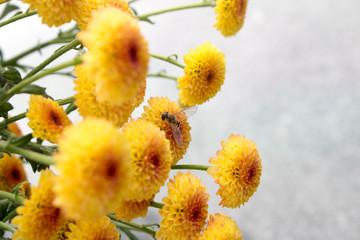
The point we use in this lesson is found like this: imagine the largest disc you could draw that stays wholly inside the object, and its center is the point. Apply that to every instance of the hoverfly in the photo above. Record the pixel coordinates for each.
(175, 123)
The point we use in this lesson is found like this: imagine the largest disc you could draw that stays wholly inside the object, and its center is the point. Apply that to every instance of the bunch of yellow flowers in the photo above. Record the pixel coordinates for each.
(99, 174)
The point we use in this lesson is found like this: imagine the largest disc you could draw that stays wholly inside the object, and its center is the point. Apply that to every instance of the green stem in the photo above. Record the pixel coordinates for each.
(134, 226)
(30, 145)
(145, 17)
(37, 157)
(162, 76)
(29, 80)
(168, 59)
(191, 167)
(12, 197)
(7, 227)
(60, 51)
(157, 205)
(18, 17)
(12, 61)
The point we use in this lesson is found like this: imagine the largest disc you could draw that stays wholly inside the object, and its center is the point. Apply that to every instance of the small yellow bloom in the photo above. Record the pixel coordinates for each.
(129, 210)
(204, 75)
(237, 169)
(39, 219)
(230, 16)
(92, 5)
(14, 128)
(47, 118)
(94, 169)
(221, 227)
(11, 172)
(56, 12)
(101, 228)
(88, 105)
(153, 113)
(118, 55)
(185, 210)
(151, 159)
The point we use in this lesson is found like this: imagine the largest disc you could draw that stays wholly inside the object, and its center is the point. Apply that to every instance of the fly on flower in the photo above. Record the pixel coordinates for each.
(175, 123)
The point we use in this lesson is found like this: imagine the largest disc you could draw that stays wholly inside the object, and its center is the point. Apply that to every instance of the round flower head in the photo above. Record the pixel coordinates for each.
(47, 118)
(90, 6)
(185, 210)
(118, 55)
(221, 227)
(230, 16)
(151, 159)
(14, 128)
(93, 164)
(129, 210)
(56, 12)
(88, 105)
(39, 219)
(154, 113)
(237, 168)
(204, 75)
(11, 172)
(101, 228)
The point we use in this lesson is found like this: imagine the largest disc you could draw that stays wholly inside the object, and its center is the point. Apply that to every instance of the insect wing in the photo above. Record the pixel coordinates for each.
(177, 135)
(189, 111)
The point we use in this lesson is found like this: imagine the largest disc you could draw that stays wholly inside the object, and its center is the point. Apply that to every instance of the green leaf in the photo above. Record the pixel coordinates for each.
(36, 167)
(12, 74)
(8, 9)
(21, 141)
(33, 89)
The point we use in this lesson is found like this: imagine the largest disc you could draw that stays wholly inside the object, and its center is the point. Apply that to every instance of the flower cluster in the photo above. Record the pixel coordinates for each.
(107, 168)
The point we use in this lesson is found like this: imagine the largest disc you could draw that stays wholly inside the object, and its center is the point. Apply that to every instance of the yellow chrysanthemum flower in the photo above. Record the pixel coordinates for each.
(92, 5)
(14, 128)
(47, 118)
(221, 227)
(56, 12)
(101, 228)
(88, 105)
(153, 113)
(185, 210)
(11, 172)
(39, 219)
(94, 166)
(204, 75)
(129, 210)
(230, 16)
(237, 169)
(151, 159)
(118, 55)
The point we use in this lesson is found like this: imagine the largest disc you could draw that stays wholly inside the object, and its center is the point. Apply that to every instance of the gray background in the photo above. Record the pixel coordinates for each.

* * *

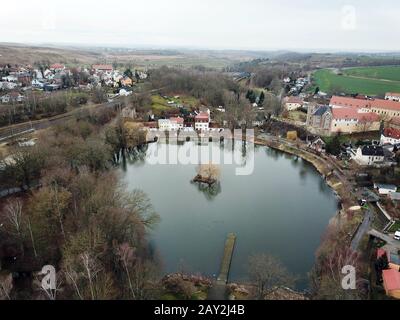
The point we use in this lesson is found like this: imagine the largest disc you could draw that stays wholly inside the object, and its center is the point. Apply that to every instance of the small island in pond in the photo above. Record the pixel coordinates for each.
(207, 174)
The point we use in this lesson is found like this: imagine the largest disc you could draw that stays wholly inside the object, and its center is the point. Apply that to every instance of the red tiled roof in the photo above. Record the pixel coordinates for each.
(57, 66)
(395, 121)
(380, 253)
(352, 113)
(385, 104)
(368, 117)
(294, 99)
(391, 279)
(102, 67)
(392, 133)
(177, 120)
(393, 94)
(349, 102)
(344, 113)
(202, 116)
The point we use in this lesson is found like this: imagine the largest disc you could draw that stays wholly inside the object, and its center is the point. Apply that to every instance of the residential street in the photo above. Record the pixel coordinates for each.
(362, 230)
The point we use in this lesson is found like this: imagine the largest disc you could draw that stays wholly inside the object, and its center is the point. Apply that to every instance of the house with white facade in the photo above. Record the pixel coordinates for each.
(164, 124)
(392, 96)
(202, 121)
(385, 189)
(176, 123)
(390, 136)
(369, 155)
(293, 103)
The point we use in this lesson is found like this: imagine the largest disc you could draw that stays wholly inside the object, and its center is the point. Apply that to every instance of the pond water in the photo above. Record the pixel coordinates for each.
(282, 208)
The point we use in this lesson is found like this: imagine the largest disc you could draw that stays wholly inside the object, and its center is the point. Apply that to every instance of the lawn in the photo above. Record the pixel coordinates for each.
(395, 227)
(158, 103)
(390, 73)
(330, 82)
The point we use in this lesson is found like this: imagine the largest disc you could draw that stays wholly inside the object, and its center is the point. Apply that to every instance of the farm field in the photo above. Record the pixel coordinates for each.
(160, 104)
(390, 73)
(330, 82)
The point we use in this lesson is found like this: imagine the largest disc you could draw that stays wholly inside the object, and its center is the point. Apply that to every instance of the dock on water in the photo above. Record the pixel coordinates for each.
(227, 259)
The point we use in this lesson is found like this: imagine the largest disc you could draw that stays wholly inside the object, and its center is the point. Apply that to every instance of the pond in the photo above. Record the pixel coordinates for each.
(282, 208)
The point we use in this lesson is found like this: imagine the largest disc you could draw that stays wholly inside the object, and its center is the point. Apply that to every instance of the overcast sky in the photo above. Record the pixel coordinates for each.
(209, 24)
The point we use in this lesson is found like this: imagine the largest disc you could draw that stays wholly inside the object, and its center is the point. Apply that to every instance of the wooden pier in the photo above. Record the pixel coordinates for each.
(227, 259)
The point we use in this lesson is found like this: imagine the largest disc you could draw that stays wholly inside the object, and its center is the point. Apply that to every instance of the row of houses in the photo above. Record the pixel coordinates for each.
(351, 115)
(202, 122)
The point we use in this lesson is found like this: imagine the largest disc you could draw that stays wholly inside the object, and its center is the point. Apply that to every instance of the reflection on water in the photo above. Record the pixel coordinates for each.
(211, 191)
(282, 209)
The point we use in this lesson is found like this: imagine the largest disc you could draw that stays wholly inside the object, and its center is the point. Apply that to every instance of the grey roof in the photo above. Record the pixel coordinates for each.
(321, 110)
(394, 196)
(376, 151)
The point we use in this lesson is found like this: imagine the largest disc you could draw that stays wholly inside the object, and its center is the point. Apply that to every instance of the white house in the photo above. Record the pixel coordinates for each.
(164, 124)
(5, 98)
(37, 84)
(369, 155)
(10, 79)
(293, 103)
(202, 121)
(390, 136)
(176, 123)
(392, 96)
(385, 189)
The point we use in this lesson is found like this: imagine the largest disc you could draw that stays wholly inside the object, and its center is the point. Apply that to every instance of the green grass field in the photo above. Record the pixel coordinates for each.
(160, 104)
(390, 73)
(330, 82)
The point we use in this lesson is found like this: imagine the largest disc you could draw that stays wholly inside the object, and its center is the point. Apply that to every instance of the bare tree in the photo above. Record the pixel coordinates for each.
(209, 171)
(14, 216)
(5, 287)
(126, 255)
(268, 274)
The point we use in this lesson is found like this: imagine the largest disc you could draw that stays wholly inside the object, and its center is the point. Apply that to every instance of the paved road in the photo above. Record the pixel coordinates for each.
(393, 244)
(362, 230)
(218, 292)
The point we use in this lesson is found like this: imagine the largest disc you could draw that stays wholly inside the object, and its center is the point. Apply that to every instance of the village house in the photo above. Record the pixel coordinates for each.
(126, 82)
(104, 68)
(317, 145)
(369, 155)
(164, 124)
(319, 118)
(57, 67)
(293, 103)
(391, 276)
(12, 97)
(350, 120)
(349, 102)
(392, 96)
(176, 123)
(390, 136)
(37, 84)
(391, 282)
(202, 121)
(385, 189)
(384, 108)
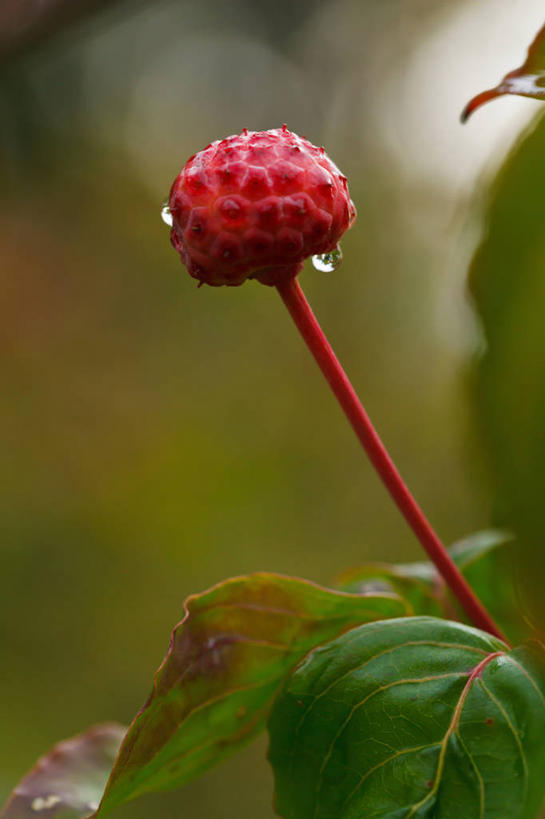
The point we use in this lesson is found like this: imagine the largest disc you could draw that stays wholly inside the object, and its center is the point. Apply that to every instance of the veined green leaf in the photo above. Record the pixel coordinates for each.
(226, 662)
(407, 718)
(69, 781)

==

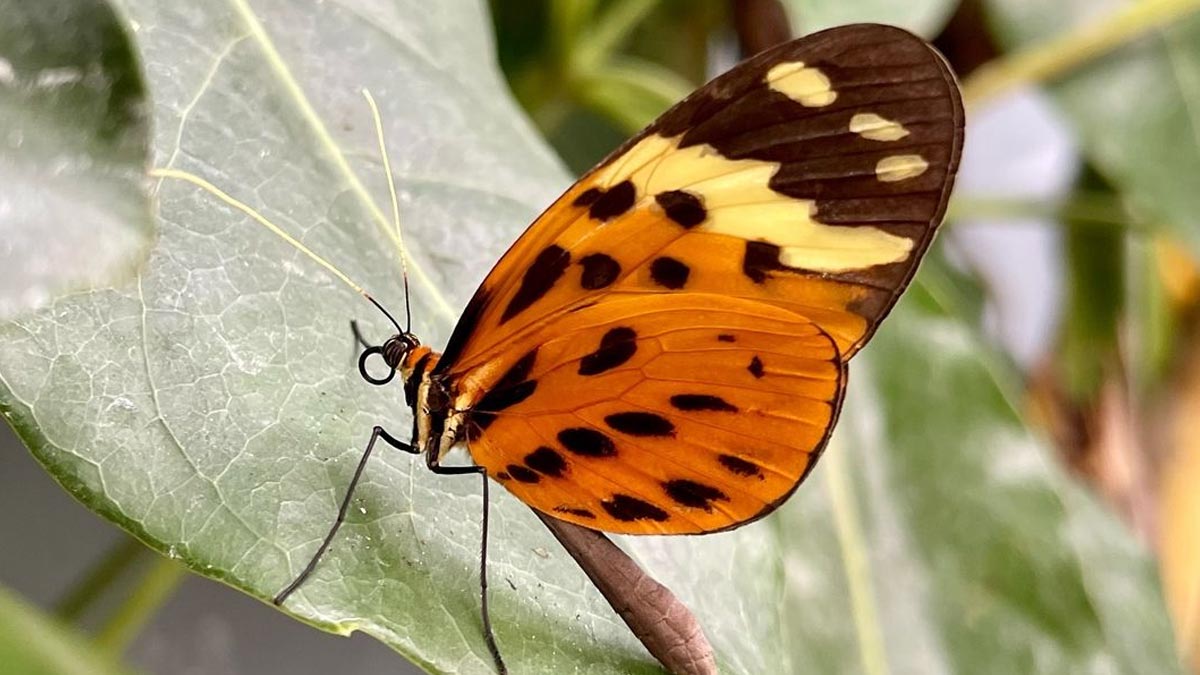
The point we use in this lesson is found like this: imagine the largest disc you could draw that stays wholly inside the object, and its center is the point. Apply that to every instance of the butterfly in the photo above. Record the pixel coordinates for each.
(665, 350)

Instruction =
Select each line of the material above that contains the word "stem", and copy those lines out in full.

Reply to the task =
The point we use in this lesson is found like this: imagine the largest disc you could draw that stays wholly inside the object, and its center is the point. Apply that to every instance of the green stem in the photo above. Record the pixel coordinates for each.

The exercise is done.